## WORK INSTRUCTIONS:
Return the material below as a JSON array of strings, one string per line, omitting blank lines and the pictures.

## ENTRIES:
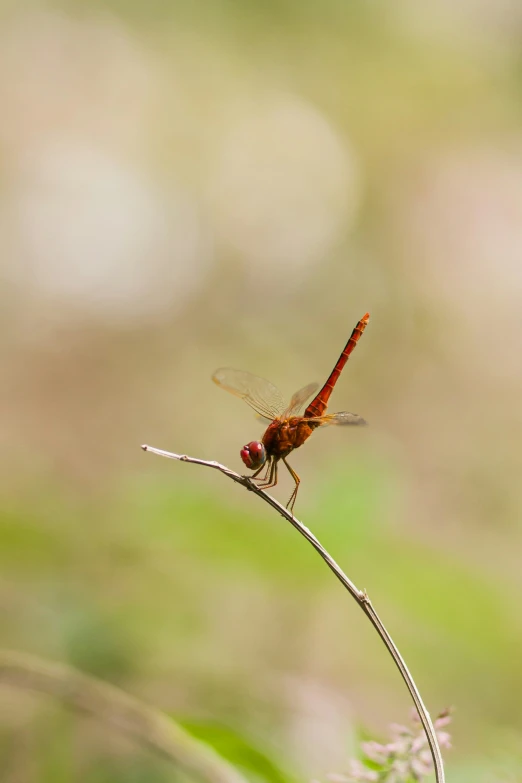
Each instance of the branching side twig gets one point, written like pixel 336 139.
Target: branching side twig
pixel 359 595
pixel 149 726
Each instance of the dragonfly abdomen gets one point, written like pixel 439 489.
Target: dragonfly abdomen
pixel 320 402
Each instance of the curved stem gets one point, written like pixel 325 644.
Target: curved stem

## SOLUTION:
[
  "Each instance of the branching side twig gets one point, written like pixel 336 139.",
  "Target: branching side twig",
  "pixel 359 595",
  "pixel 149 726",
  "Each instance of the dragonfly abdomen gets one point, written like pixel 439 489.",
  "Target: dragonfly abdomen",
  "pixel 320 402",
  "Each instance of the curved stem gets one point, written like pixel 325 644.",
  "Target: curved stem"
]